Requirement:
Repeat the entries exactly. Leave nothing out.

(Records contained in a dataset)
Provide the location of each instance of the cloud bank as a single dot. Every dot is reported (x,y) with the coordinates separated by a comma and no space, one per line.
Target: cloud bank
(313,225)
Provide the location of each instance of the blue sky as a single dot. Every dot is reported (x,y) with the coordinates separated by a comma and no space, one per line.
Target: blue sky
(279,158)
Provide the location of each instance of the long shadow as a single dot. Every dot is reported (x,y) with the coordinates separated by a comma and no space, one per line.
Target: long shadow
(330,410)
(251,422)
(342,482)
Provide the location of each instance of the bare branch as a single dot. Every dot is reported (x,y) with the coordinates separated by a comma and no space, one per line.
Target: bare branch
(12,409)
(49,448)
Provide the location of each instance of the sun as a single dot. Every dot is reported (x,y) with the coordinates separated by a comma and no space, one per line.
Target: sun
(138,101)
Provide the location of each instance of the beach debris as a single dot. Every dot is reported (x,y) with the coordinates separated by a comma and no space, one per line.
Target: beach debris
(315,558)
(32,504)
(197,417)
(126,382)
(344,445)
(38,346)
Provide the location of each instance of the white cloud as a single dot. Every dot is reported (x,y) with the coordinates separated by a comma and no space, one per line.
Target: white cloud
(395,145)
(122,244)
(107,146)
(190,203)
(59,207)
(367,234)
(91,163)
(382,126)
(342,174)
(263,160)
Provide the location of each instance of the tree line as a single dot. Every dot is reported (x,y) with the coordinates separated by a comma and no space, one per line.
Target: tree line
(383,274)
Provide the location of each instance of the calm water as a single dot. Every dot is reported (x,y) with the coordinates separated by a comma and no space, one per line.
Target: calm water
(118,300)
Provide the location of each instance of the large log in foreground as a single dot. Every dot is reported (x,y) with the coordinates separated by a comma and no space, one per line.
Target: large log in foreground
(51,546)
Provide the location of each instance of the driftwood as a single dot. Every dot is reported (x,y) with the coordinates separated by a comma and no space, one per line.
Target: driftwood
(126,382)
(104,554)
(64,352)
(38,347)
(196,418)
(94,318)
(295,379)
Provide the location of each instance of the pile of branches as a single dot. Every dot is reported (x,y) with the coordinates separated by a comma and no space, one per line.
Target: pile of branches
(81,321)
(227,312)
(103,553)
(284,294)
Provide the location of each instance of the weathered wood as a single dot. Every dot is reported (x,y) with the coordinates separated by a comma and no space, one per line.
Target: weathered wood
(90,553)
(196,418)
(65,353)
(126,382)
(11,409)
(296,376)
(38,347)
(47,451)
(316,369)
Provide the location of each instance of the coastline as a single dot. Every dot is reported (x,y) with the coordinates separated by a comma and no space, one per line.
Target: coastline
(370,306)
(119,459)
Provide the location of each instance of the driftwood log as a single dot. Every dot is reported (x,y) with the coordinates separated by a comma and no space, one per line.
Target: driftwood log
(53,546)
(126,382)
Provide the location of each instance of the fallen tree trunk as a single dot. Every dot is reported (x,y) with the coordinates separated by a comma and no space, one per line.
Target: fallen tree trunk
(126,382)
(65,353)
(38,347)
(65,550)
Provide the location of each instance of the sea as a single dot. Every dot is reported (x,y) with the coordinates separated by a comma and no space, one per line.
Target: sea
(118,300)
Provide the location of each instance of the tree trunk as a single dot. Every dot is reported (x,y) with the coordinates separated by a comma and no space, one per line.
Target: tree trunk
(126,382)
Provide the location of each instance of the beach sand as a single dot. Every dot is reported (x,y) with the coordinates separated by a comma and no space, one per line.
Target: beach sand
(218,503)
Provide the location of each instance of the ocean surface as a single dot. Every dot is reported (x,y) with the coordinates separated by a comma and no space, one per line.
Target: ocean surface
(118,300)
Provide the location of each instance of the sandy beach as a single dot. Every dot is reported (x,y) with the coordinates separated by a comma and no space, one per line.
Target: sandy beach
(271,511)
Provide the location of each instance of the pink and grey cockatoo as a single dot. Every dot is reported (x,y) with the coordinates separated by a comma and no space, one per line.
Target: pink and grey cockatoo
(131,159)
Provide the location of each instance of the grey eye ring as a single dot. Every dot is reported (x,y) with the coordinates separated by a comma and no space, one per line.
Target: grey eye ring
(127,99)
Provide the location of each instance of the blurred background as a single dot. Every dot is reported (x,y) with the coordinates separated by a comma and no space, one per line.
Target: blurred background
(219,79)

Exercise response:
Provide the location of each instance of the cloud bank as a single dot. Every dot is reported (x,y) with the coordinates separated by a comma and no space, one per line.
Target: cloud bank
(313,225)
Provide the location of each instance of the blue sky as a single dot. Every dot is reported (x,y) with the coordinates separated by a comma and no space, one per line.
Target: blue sky
(279,158)
Provide the location of each instance of the long shadow as a single dot. Every dot is reported (x,y) with the coordinates separated by a comma and no space, one per line.
Target: long shadow
(330,410)
(251,422)
(342,482)
Provide the location of each instance of the bare branch as a single dot. Every dot is reported (x,y) with the coordinates separated by a comma and no space, one per line.
Target: bare branch
(12,409)
(49,448)
Provide the location of each instance of the sun as a single dot. Every dot is reported (x,y) with the coordinates separated by a comma and no space, one per line.
Target: sun
(138,101)
Provide the location of each instance of the beach debris as a single dot. Every dot is reported (x,y) with the coordinates separated by a comma and no space, one per line.
Target: beach debris
(315,558)
(32,504)
(197,417)
(126,382)
(344,445)
(38,346)
Provide the location of each instance of the white cloud as a single dot. Every dot is reported (x,y) with the coordinates separated by a comma and no space, one per line.
Target: white cloud
(395,145)
(122,244)
(107,146)
(190,203)
(59,207)
(367,234)
(91,163)
(382,126)
(342,174)
(263,160)
Provide the location of each instance of the tree line as a single dot. Every dot is reported (x,y) with the coordinates separated by a comma and no space, one per line.
Target: tree line
(383,274)
Provide the location of each instance of the calm water as a single dot. Every dot is reported (x,y) with the coordinates separated by a comma and no space, one per line.
Target: calm water
(118,300)
Provide the location of each instance of the large log in foreground as a single dot. Every dot is reported (x,y) with the coordinates separated by a comma and no space, one per line.
Target: large log in foreground
(51,546)
Provide the location of each instance of the driftwood as a single dot. Every dot is reported (x,y) with the coordinates separated by a comma and no space, one per line.
Target: driftwood
(126,382)
(104,554)
(64,352)
(38,347)
(196,418)
(94,318)
(295,379)
Provide the location of each instance of the pile of branches as a single dot. Every dot is reported (x,y) with the coordinates separated by a comma and no space, one per line.
Target: pile of branches
(81,321)
(227,312)
(103,553)
(284,294)
Provide the location of each instance of the weathered wood as a single dot. Every dot is reported (x,y) with the coordinates separated by a comma and no space, one per line.
Target: weathered wood
(90,553)
(196,418)
(65,353)
(126,382)
(11,409)
(296,376)
(38,347)
(47,451)
(316,369)
Provide the location of each instance of the coastline as a single dot. Every dot is reported (x,y) with the coordinates separated by a comma and no space, one per line.
Target: coastline
(370,306)
(119,459)
Provide the location of each instance of the driftwood log as a single dot. Every dot is reported (x,y) with the coordinates separated by a comma and no space, one per line.
Target: driftwood log
(53,546)
(126,382)
Provide the location of each instance of the fallen tree trunk as a single dot. Every dot is reported (x,y) with the coordinates separated by a comma and no space, one per line.
Target: fallen tree trunk
(126,382)
(65,353)
(38,347)
(65,550)
Provide the location of each instance of the sea as a single dot. Every dot is reported (x,y) with the coordinates separated by a comma and no space, one per line.
Target: sea
(118,300)
Provide the location of each instance of the tree trunk as a single dot. Every dot is reported (x,y) with the coordinates separated by a comma and no space, one per line.
Target: tree trunk
(126,382)
Provide the location of each instance of the beach sand as a single dot. Every dot is reported (x,y) with the coordinates separated by a comma and no space, one per line.
Target: beach sand
(218,503)
Provide the location of each instance of the ocean surface as a single dot. Every dot is reported (x,y) with the coordinates separated by a comma and no space, one per line.
Target: ocean surface
(118,300)
Provide the location of each instance of the sandy beach as a single dot. Every dot is reported (x,y) with the coordinates separated by a comma and no space, one per line.
Target: sandy beach
(271,511)
Provide the location of each instance of the pink and grey cockatoo as a single dot. Every dot is reported (x,y) with the coordinates separated by a comma and no space, one per line.
Target: pink and grey cockatoo
(131,159)
Provide the location of each instance of the grey eye ring as a single dot. Every dot is reported (x,y) with the coordinates separated by a comma and no space, one per line.
Target: grey eye ring
(127,99)
Provide the location of each instance of the blurred background as a single dot. Every dot is reported (x,y) with the coordinates separated by a comma and no space, one per line.
Target: blurred background
(219,79)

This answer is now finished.